What to produce
A verbatim reprint of the records below is what this exercise asks for.

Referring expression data
══════════════════════════════
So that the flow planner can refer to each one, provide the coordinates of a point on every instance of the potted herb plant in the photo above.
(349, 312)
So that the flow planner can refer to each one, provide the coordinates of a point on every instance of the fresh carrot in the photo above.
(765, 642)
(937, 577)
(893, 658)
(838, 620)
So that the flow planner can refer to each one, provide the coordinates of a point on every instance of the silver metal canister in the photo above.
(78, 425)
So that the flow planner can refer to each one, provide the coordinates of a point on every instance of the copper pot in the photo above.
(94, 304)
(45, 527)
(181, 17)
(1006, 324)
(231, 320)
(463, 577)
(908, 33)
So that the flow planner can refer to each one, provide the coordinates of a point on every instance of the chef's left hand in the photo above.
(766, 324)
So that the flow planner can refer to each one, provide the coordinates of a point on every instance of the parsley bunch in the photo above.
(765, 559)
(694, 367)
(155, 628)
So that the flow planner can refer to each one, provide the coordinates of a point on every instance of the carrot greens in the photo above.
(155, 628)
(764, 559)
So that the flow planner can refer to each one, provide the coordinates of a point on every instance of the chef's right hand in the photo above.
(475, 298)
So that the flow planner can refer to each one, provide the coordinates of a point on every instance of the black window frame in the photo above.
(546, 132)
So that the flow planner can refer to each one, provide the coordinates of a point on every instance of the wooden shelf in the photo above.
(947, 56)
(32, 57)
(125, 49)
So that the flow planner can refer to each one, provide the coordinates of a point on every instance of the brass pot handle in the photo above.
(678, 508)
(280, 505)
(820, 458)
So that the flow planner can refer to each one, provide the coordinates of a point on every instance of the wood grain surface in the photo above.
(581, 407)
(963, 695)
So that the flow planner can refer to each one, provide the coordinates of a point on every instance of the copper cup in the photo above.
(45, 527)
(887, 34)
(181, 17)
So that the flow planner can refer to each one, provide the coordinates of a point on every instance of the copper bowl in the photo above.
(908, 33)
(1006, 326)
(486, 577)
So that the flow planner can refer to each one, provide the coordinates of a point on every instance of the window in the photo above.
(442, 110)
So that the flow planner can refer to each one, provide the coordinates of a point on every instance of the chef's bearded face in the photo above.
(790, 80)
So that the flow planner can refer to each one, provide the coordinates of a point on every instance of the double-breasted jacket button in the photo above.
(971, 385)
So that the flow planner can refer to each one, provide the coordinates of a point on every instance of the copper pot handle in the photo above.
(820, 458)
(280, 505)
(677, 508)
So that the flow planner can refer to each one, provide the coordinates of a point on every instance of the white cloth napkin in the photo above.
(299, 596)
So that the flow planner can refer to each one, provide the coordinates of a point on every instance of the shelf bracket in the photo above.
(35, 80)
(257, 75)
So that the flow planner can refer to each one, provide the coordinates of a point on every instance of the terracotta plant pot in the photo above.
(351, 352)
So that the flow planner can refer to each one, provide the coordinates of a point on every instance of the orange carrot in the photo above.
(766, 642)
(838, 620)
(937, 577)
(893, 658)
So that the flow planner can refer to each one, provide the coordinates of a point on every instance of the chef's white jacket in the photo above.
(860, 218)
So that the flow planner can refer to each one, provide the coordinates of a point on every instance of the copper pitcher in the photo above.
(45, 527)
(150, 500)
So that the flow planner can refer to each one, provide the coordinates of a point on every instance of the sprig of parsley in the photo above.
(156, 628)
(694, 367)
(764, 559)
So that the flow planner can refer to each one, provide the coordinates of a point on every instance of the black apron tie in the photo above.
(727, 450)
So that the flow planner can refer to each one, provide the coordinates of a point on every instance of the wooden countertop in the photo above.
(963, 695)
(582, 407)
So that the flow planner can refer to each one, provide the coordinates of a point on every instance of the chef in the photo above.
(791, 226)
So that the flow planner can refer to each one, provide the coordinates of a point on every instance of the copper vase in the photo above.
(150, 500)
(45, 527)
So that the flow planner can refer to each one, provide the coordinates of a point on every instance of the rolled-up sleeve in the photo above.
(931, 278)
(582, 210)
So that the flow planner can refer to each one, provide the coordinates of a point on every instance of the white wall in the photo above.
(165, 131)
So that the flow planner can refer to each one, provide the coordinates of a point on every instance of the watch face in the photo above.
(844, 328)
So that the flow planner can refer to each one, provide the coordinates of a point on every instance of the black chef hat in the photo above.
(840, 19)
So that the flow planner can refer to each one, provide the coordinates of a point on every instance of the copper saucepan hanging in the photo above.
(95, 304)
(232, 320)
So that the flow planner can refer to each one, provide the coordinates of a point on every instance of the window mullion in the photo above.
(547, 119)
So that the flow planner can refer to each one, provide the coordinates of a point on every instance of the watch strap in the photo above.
══════════════════════════════
Answer to this exercise
So that the flow planner can refer to each one, provide the coordinates of a point on every instance of the potted herb plant in the photo above.
(349, 312)
So that the flow planner can refer to each one, provide the coordinates of a point on every instance of the fresh carrot in the photo above.
(765, 642)
(937, 577)
(893, 658)
(838, 620)
So that the flow planner can refer to each one, provide the coordinates of a point on every instance of the silver metal canister in the photo above.
(78, 425)
So that the flow planner can refer to each one, provide the coordinates of a point on every instance of the copper pot in the photo above.
(94, 304)
(45, 527)
(181, 17)
(1006, 324)
(231, 320)
(463, 577)
(908, 33)
So that the flow planner can refer to each one, provide the coordinates of a point on every instance of the chef's left hand in the photo above.
(766, 324)
So that the flow planner can refer to each one, provide the coordinates of a point on every instance of the parsley bunch in the photo above.
(765, 559)
(694, 367)
(155, 628)
So that the flow planner can refer to each one, provide the coordinates of a point on every instance of the carrot greens in the photo above.
(155, 628)
(764, 559)
So that the flow planner can refer to each one, provide the coordinates of a point on every instance of the chef's right hand in the photo above.
(475, 298)
So that the flow planner can refer to each one, provide the coordinates of a point on every instance of the black window frame in the photo above.
(546, 132)
So that the flow planner can refer to each one, provide the coordinates of a point on every instance of the wooden shelf in the photo above.
(947, 56)
(32, 57)
(125, 49)
So that the flow planner can refer to each one, provide the coordinates of a point on every instance of the brass pot handle in the photo above.
(678, 508)
(280, 505)
(820, 458)
So that the flow planner can refer to each one, provide the coordinates of a point on every instance of the wood grain surface in the photo above.
(581, 407)
(963, 695)
So that the flow planner can refer to each one, provide the coordinates of a point on every instance of the copper cup in the photo above.
(45, 527)
(887, 34)
(181, 17)
So that the flow planner can refer to each one, provide the coordinates of a point on every instance of the copper bowl in the photo above.
(908, 33)
(1006, 326)
(486, 577)
So that the flow planner can refer to each one, provide the coordinates of a point on every instance of the window in the photo above.
(442, 110)
So that the flow planner can refer to each one, provide the coordinates of a point on every instance of the chef's bearded face in the photo above.
(790, 80)
So that the flow planner can refer to each one, provide the coordinates of a point on every instance of the double-breasted jacket button in the photo above.
(971, 385)
So that the flow planner can refer to each one, provide the coordinates of a point on every instance of the copper pot handle in the photo above.
(820, 458)
(280, 505)
(677, 508)
So that the flow planner can refer to each one, provide the coordinates of a point on every instance of the white cloth napkin in the photo above.
(299, 596)
So that the flow planner can refer to each one, provide the coordinates of a point on every instance of the shelf bracket in the photo above.
(35, 80)
(257, 75)
So that the flow planner can refer to each one, provide the coordinates of a point on every instance of the terracotta plant pot in the photo above.
(351, 352)
So that the flow planner can refer to each one, provide the coordinates of a point on every instance of the orange carrot in the photo above.
(766, 642)
(838, 620)
(937, 577)
(893, 658)
So that the flow planner can refer to each one, provide the coordinates of a point on every instance of the chef's white jacket in the photo above.
(860, 218)
So that the flow planner can refer to each one, provide the coordinates of a point on every instance of the copper pitcher in the photo above.
(45, 527)
(150, 500)
So that the flow planner can refer to each one, provide the coordinates of a point on every instance of the sprig of parsley in the photo above.
(156, 628)
(694, 367)
(764, 559)
So that the flow planner can refer to each one, provide the coordinates of a point on every instance of the black apron tie in the photo above.
(727, 450)
So that the flow planner can refer to each one, provide the coordinates of a point on every instance of the wooden countertop in the photo above.
(963, 695)
(582, 407)
So that the flow planner can refer to each one, provide the coordinates of a point on every instance of the chef in the photo above.
(791, 226)
So that the flow planner can refer to each one, provide the coordinates of a point on every instance of the copper vase in the photo above.
(150, 500)
(45, 527)
So that the flow planner can refer to each one, provide the coordinates of a point on every instance of the rolled-up sleeve in the photo above.
(931, 278)
(582, 210)
So that the flow planner can refer to each one, provide the coordinates of a point on every instance of the white wall in the photo above.
(165, 131)
So that the flow planner can refer to each one, provide the coordinates of a point on every instance of the watch face in the photo above.
(844, 328)
So that the flow planner can refer to each one, provide the coordinates of a point on every instance of the black chef hat in the photo above.
(840, 19)
So that the flow planner can refer to each one, provide the coordinates of a point on every instance of the copper saucepan hanging in the photo above.
(95, 304)
(232, 320)
So that the flow planner can refer to each one, provide the coordinates of a point on every instance of the window mullion in the photo above.
(547, 119)
So that the flow planner can refer to each one, provide the coordinates of a point on every instance of the watch strap in the photo above.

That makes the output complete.